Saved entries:
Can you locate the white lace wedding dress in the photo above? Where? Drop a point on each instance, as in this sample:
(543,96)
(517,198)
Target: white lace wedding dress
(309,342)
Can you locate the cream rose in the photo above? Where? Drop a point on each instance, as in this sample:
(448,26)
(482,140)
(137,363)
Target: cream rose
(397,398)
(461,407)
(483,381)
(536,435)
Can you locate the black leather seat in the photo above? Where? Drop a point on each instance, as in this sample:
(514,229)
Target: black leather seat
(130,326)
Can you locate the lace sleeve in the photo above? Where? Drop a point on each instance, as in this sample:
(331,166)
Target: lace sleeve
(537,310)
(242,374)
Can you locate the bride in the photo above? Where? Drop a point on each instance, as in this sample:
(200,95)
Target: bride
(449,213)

Work to do: Write out every line of the material above word for word, without changing anything.

Solution for this exercise:
Can you locate the white lace wedding dress in the photo above? Where? Drop a point on each instance, as in this sample:
(543,96)
(517,198)
Target: white lace wedding dress
(309,342)
Can you locate the cream rose in the photo above? Where? Drop a point on each instance, as in this sample:
(448,26)
(482,140)
(137,363)
Target: cream rose
(397,398)
(461,407)
(483,381)
(536,435)
Can you locate the black leather seat in the photo above? Where? Drop a point on each instance, as in this sample:
(514,229)
Target: black leather seat
(130,326)
Can you locate the lace sleeve in the photo above? Where? Drop a point on each instance, as in this sample:
(331,166)
Target: lace sleeve
(537,310)
(242,374)
Can you locate the bride in the photo above? Where? Drop a point on each instance, as in this sample:
(200,95)
Target: bride
(449,213)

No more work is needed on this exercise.